--- Begin RECORD SET ---

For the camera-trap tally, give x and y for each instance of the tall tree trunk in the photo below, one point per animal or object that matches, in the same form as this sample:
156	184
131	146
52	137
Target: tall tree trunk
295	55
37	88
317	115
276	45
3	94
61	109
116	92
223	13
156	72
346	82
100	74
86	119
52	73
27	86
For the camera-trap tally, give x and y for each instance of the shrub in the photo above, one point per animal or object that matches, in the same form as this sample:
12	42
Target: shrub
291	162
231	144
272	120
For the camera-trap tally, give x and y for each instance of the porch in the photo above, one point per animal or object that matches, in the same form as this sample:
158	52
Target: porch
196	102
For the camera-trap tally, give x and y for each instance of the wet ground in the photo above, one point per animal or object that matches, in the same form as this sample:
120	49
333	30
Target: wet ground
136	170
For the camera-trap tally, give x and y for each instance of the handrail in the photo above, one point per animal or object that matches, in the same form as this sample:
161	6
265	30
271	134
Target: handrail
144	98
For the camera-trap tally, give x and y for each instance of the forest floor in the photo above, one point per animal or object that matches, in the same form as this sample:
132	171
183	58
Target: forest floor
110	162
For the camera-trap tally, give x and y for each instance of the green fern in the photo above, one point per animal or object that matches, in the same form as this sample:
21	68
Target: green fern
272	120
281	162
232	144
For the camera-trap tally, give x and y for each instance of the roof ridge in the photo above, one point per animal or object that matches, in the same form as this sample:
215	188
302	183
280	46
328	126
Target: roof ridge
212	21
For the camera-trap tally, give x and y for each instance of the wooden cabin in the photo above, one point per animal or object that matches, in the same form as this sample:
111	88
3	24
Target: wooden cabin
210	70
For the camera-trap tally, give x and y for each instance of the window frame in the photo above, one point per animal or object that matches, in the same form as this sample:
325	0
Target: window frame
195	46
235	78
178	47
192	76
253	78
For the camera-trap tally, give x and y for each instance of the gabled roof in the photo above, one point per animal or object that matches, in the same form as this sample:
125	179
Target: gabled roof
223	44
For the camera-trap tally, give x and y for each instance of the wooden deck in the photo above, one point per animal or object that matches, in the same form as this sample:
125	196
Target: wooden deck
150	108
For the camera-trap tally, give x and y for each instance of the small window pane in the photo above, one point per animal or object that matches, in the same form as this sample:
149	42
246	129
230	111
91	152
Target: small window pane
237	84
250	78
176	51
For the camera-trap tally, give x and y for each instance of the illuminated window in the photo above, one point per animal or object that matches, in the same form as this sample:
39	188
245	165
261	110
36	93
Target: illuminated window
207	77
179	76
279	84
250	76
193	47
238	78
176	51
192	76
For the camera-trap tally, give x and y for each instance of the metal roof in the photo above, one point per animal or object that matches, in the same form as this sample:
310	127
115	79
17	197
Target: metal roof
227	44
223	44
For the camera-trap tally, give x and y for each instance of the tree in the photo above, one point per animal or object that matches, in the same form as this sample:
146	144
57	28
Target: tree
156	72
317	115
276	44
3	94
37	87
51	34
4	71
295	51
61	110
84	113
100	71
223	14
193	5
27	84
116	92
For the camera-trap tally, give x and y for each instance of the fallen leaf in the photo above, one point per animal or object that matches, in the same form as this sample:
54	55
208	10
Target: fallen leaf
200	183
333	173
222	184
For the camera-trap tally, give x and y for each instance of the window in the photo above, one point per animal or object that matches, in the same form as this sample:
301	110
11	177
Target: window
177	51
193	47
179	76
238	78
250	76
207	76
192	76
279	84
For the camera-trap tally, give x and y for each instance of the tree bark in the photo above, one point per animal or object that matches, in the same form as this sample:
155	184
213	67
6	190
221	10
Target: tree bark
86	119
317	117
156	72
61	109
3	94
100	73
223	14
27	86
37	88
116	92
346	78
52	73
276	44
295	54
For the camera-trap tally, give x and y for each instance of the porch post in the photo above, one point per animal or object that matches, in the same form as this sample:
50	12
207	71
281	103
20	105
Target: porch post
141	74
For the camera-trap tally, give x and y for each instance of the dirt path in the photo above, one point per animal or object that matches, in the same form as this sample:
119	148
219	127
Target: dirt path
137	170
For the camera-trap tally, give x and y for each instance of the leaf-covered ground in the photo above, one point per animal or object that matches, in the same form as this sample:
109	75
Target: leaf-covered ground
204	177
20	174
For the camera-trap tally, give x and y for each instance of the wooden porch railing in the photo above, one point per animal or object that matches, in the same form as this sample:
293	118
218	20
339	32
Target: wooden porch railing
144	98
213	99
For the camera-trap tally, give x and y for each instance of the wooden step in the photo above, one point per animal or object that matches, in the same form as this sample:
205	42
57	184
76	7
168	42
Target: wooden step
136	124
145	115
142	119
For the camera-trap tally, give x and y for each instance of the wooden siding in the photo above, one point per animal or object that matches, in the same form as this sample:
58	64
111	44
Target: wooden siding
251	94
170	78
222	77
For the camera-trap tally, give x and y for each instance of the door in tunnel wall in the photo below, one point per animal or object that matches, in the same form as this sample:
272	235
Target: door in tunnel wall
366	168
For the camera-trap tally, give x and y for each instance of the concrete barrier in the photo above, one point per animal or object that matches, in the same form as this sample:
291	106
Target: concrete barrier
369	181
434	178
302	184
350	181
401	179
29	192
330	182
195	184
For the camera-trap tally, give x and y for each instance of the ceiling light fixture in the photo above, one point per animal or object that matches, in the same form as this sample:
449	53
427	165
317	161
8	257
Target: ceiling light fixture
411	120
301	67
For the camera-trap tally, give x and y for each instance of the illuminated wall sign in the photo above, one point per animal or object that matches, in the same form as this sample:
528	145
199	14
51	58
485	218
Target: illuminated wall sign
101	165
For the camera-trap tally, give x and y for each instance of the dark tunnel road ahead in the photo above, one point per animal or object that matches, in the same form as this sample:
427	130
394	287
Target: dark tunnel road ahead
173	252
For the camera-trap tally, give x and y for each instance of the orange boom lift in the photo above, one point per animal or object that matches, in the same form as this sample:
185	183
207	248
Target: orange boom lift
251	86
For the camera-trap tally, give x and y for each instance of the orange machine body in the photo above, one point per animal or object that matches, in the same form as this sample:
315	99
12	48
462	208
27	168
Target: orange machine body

--- End RECORD SET ---

Could you transcribe the records in full, exactly?

For the camera-trap tally, give x and y for each instance of the tall tree trunk in the photo below, one point per animal or object that matches, in the same form as this sample:
156	184
131	146
52	137
Target: tall tree trunk
295	55
37	88
317	115
276	45
3	94
61	109
116	92
223	13
156	72
346	82
100	74
86	119
52	73
27	86
For the camera-trap tally, give x and y for each instance of the shrub in the photo above, one point per animal or object that matches, in the same form as this sample:
12	42
Target: shrub
291	162
231	144
272	120
For the camera-trap tally, give x and y for each instance of the porch in the photo above, one point per animal or object that matches, in the same form as this sample:
158	52
Target: porch
196	102
For the camera-trap tally, give x and y for each instance of the wet ground in the photo above, one point per animal or object that matches, in the same form as this sample:
120	49
333	30
Target: wet ground
136	170
For the camera-trap tally, give x and y for each instance of the handrail in the photo above, one point per animal or object that matches, in the same form as this sample:
161	6
265	30
271	134
Target: handrail
144	98
For the camera-trap tally, give x and y for each instance of the forest floor in the photo above, one point per animal or object that matches, in the same form as this sample:
132	171
183	58
Target: forest floor
110	162
For the camera-trap tally, give x and y for each instance of the green fern in the photo above, one point per animal or object that matches, in the same form as this sample:
21	68
Target: green fern
272	120
281	162
232	144
For the camera-trap tally, give x and y for each instance of the roof ridge in the photo above, one point per animal or object that matches, in the same form as this sample:
215	188
302	183
280	46
328	126
Target: roof ridge
212	21
For the camera-trap tally, give x and y for each instance of the wooden cabin in the photo above, one point per animal or object that matches, in the same form as this sample:
111	88
3	24
Target: wooden cabin
210	70
For the camera-trap tally, give x and y for each instance of the window frame in the photo above, one point per animal or object that matches, in the same form as this sample:
325	0
Target: window frame
195	46
235	78
178	47
192	76
253	78
For the camera-trap tally, give x and y for each instance of the gabled roof in the photo above, one point per animal or object that matches, in the same form as this sample:
125	179
Target: gabled roof
223	44
For the camera-trap tally, give x and y for each instance of the wooden deck in the photo above, one point per animal or object that matches, in the same form as this sample:
125	196
Target: wooden deck
150	108
For the camera-trap tally, give x and y for each instance of the small window pane in the photo above, one point per animal or object that matches, in the same form as this sample:
149	42
246	129
230	111
91	152
Target: small window pane
237	84
250	78
176	51
For the camera-trap tally, give x and y for each instance of the illuminated window in the photo above, one point per animal or object that matches, in the same form as this sample:
39	188
245	165
261	110
36	93
Target: illuminated window
207	77
179	76
279	84
250	76
193	47
238	78
176	51
192	76
For the camera-trap tally, give x and y for each instance of the metal roof in the photo above, one point per animal or object that matches, in the same form as this sample:
310	127
115	79
17	197
Target: metal roof
227	44
223	44
For the camera-trap tally, give x and y for each instance of the tree in the photo above, one point per animal or object that matches, in the same form as this sample:
146	144
57	28
Target: tree
156	72
317	115
276	44
3	94
37	87
51	34
4	71
295	51
61	110
84	113
100	71
223	14
193	5
27	84
116	92
For the camera-trap tally, give x and y for each instance of the fallen leaf in the photo above, one point per animal or object that matches, in the same form as this sample:
54	55
208	10
Target: fallen leaf
200	183
333	173
222	184
For the camera-trap tally, give x and y for each instance of the window in the photo above, one point per animal or object that matches, in the same form as this sample:
301	110
11	177
Target: window
177	51
193	47
179	76
238	78
250	76
207	76
192	76
279	84
For the camera-trap tally, give x and y for each instance of the tree bark in the photo above, one point per animal or object that matches, in the same form as this sample:
155	184
213	67
6	190
221	10
Target: tree bark
86	119
317	117
156	72
61	109
3	94
100	73
223	14
27	86
37	88
116	92
346	78
52	73
276	44
295	54
For the camera-trap tally, give x and y for each instance of the porch post in the photo above, one point per animal or object that matches, in the same form as this sample:
50	12
207	71
281	103
20	105
Target: porch post
141	74
For the camera-trap tally, give x and y for each instance of the dirt path in the photo above, one point per animal or object that matches, in the same form as this sample:
119	148
219	127
Target: dirt path
137	170
For the camera-trap tally, give x and y for each instance of the leaf-covered ground in the photo above, one point per animal or object that matches, in the same form as this sample:
109	75
Target: leaf-covered ground
204	177
20	174
For the camera-trap tally, give x and y for each instance of the wooden porch railing in the photo above, one point per animal or object that matches, in the same form as this sample:
293	118
218	20
339	32
Target: wooden porch railing
144	98
213	99
For the camera-trap tally, give x and y for each instance of the wooden step in the photo above, one point per animal or object that matches, in the same form as this sample:
205	42
57	184
76	7
168	42
Target: wooden step
136	124
145	115
142	119
For the camera-trap tally, give x and y for each instance of the wooden siding in the photo above, one point per animal or object that matches, in the same form as this sample:
58	64
111	44
Target: wooden siding
251	94
170	78
222	77
For the camera-trap tally, give x and y for each instance of the door in tunnel wall in the photo below, one point per animal or object that matches, in the same form as this sample:
272	235
Target: door in tunnel wall
366	168
For the camera-trap tally, give x and y for each instance of the concrete barrier in the photo above, one point per animal or object that matches, in the same form as this sample:
291	106
Target: concrete barrier
369	181
434	178
302	184
350	181
401	179
29	192
330	182
195	184
For the camera-trap tally, give x and y for each instance of the ceiling light fixture in the photo above, one point per animal or object that matches, in the same form as this sample:
449	53
427	165
317	161
8	257
Target: ceiling light fixture
411	120
301	67
For the camera-trap tally, give x and y for each instance of the illuminated wall sign in the photo above, one point per animal or object that matches, in the same form as this sample:
528	145
199	14
51	58
485	218
Target: illuminated wall sign
101	165
For the camera-trap tally, give x and y for each instance of the dark tunnel road ahead in the photo above, one point per animal or object that matches, in the same form as this sample:
427	130
394	287
Target: dark tunnel road ahead
173	252
For the camera-trap tally, give x and y for each instance of the orange boom lift in the photo above, one point per animal or object that matches, in the same form as this sample:
185	183
207	248
Target: orange boom lift
251	86
For the camera-trap tally, give x and y for each instance of the orange machine body in the photo above, one point per animal or object that matches, in the same form as this sample:
315	99
12	48
462	208
27	168
Target: orange machine body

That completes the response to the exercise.